Arthur Koestler, nuestro hombre en España
Koestler buscó siempre “el absoluto”, la idea totalizadora y abrasiva que diera sentido a una vida fecunda e intensa pero también dispersa y errática
“La catástrofe avanzaba y Koestler no paraba de equivocarse”, escribe Jorge Freire (Madrid, 1985) en Nuestro hombre en España, su recién publicada biografía del escritor húngaro. Es una frase que podría resumir la biografía de cualquier ser humano. La vida, excepto para algunos afortunados muy seguros de sí mismos, es poco más que eso. Lo que la hace especialmente interesante en el caso de Arthur Koestler es que él no se “equivocó” al elegir sus parejas –más bien sus parejas se equivocaron– o comprar la segunda casa cerca de la playa o la sierra, sino al abrazar unas ideas y no otras. El siglo XX puso en una encrucijada moral y vital a sus mejores hijos, y Koestler fue testigo privilegiado y desgarrado de este cruce de caminos.

EJERCICIOS PROPUESTOS =>
1. ¿Concuerdan con el texto sobre Koestler estas afirmaciones? Responde sí o no a cada una y cita textualmente las palabras que lo deciden. (a) Jorge Freire nació en Madrid en 1985. (b) Koestler se equivocó sobre todo al elegir a sus parejas. (c) Koestler fue testigo de la encrucijada moral y vital del siglo XX.
2. Retoma el texto sobre Koestler a partir de su última oración y escribe la continuación con un párrafo más.
Las entradas no guardan relación con el texto sobre Koestler.

DATOS PROPORCIONADOS =>
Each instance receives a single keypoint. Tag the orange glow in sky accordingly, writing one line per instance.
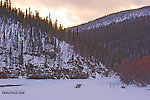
(74, 12)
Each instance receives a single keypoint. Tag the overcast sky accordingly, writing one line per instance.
(73, 12)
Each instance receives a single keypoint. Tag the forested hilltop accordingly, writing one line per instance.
(32, 47)
(121, 45)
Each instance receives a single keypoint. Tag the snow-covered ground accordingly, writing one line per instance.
(91, 89)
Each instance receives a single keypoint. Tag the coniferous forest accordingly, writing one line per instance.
(123, 48)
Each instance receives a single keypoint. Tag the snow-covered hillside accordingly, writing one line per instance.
(91, 89)
(112, 18)
(28, 52)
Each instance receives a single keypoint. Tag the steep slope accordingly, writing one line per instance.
(112, 18)
(28, 52)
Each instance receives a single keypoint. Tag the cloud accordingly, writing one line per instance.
(79, 11)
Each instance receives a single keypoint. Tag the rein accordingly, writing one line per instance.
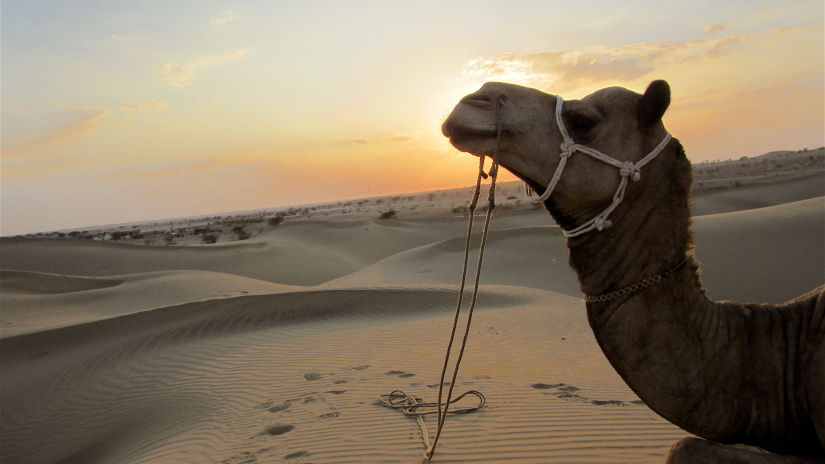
(410, 404)
(627, 169)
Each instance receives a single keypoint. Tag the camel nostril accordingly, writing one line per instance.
(479, 101)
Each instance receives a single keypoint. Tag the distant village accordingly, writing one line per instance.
(207, 230)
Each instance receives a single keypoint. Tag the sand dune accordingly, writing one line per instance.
(68, 300)
(276, 348)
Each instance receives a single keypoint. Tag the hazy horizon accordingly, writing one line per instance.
(114, 114)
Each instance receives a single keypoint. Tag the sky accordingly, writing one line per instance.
(116, 111)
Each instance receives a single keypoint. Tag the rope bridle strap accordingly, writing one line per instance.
(627, 169)
(410, 404)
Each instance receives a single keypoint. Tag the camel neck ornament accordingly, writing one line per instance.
(730, 373)
(626, 169)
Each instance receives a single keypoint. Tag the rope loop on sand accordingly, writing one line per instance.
(410, 404)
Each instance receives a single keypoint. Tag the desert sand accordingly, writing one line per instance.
(275, 348)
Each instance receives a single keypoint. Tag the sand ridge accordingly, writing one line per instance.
(275, 349)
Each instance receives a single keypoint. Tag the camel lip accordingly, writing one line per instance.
(458, 132)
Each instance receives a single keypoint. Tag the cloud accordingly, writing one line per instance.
(179, 76)
(224, 17)
(576, 68)
(39, 129)
(722, 47)
(155, 104)
(785, 30)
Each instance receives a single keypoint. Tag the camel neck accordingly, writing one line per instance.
(650, 232)
(650, 235)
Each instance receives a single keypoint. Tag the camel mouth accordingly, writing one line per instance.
(455, 131)
(476, 140)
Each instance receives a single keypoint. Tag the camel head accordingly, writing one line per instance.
(615, 121)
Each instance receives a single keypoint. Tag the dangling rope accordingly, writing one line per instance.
(410, 404)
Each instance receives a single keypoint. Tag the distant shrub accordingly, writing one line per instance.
(241, 233)
(391, 214)
(460, 209)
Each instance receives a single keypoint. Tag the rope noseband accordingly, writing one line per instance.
(627, 169)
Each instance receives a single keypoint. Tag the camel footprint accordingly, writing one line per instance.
(566, 392)
(401, 374)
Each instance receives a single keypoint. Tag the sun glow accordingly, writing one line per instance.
(207, 109)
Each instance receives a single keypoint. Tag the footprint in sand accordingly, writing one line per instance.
(545, 386)
(401, 374)
(277, 429)
(280, 407)
(565, 392)
(434, 385)
(241, 458)
(608, 402)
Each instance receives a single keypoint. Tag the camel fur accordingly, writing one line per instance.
(730, 373)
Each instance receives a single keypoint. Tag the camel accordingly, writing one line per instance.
(731, 373)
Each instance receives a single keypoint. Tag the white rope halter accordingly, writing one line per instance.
(626, 169)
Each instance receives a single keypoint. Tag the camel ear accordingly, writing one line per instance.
(654, 103)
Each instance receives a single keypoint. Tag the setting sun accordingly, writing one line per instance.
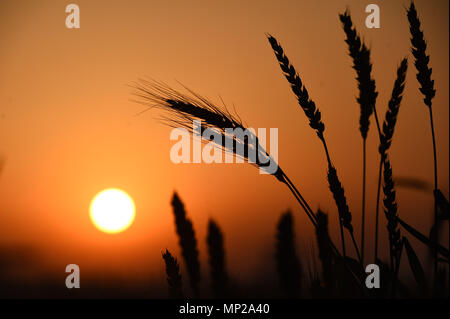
(112, 210)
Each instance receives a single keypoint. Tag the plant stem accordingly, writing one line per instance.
(378, 209)
(363, 215)
(435, 239)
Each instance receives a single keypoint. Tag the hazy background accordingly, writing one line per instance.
(68, 128)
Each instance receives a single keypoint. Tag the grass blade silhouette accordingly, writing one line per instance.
(173, 276)
(315, 122)
(360, 55)
(388, 132)
(325, 253)
(390, 210)
(187, 242)
(423, 76)
(288, 265)
(216, 251)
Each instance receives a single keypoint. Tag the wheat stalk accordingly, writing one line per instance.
(183, 109)
(325, 253)
(173, 275)
(216, 251)
(388, 131)
(423, 76)
(390, 210)
(315, 121)
(188, 242)
(360, 55)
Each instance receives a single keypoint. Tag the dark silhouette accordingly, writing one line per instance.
(418, 49)
(187, 242)
(325, 253)
(288, 265)
(173, 276)
(217, 261)
(367, 98)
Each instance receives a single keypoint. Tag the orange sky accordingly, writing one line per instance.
(68, 128)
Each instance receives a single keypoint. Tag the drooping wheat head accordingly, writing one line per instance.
(363, 67)
(393, 108)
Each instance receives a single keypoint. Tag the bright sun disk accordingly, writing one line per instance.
(112, 210)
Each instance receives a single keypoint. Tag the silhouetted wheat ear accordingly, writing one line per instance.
(390, 210)
(339, 196)
(288, 265)
(393, 108)
(183, 109)
(423, 76)
(216, 251)
(325, 252)
(361, 63)
(173, 276)
(418, 49)
(300, 91)
(388, 132)
(188, 243)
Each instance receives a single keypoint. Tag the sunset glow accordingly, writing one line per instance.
(112, 210)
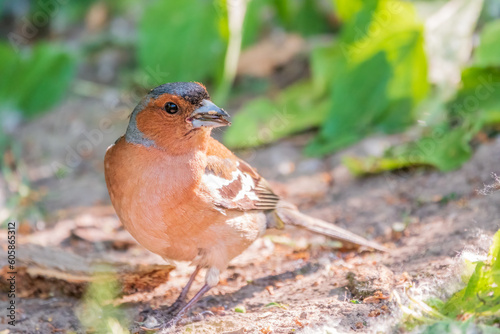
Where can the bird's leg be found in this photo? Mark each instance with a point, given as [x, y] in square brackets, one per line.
[211, 280]
[181, 300]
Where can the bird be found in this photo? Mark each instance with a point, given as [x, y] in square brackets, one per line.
[186, 197]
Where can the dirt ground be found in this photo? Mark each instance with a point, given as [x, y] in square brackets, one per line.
[287, 283]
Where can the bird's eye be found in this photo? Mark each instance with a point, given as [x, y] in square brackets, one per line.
[171, 108]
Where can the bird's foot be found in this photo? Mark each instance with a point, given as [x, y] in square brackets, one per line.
[163, 310]
[164, 325]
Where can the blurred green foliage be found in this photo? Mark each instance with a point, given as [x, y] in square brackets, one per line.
[369, 79]
[473, 309]
[369, 75]
[167, 41]
[97, 312]
[34, 80]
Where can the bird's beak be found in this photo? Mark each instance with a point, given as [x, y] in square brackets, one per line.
[209, 115]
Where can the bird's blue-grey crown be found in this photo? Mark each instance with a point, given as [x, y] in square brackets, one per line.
[192, 92]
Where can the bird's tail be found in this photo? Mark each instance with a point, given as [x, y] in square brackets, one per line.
[289, 215]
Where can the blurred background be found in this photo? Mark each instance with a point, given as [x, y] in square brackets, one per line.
[373, 86]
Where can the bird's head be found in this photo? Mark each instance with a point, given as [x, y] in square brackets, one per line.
[175, 116]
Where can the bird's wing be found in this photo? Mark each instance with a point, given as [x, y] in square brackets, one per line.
[233, 184]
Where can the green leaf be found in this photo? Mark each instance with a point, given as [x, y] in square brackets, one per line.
[453, 327]
[346, 9]
[262, 121]
[181, 41]
[358, 101]
[371, 95]
[37, 79]
[481, 296]
[488, 51]
[479, 93]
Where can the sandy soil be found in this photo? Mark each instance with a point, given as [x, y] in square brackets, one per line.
[313, 287]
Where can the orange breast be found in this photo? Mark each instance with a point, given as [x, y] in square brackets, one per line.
[156, 198]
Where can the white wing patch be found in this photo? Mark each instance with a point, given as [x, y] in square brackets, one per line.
[239, 187]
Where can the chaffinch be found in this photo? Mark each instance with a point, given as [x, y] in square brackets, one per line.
[183, 195]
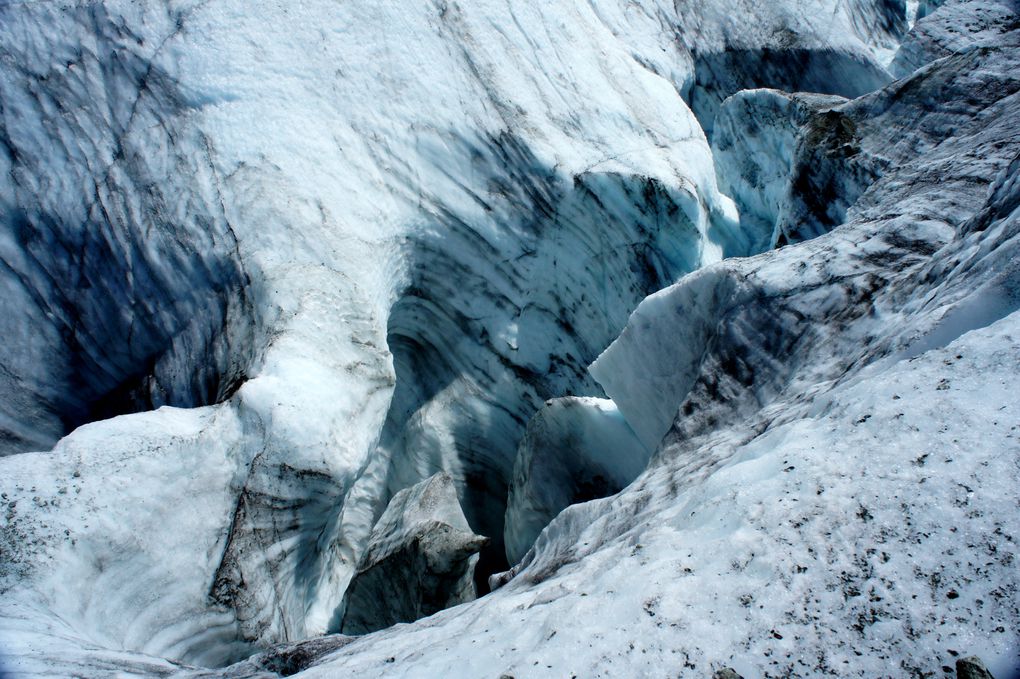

SOLUCIONES =>
1.
(a) Sí: "Jorge Freire (Madrid, 1985)".
(b) No: "él no se “equivocó” al elegir sus parejas –más bien sus parejas se equivocaron–".
(c) Sí: "Koestler fue testigo privilegiado y desgarrado de este cruce de caminos".

2.
De familia judía, Koestler nació en 1905 en Budapest, y alcanzó la primera madurez en los despojos melancólicos de un Imperio, el Austrohúngaro, que expuso a sus sufridos ciudadanos al trueque, la incertidumbre de la supervivencia día a día y, por tanto, a la búsqueda de nuevos ideales redentores a los que agarrarse. Koestler los abrazó todos con igual entusiasmo: la ciencia, el sionismo, el revisionismo, el comunismo, el anticomunismo. Y excepto de esta última, renegó de sus adscripciones anteriores con la fe del converso. También era aficionado a la parapsicología, y miembro destacado de Exit, una asociación británica que luchaba por el derecho a la eutanasia. Él mismo acabaría con su vida en 1983, junto a su esposa –veintitantos años más joven que él y perfectamente sana– ante las malas perspectivas de la enfermedad que padecía. Koestler no se anduvo con medias tintas con ninguna de las ideologías que profesó a lo largo de su vida. Siempre creyó tener razón en todo y en cada momento. Su militancia pro-eutanasia no iba a ser menos.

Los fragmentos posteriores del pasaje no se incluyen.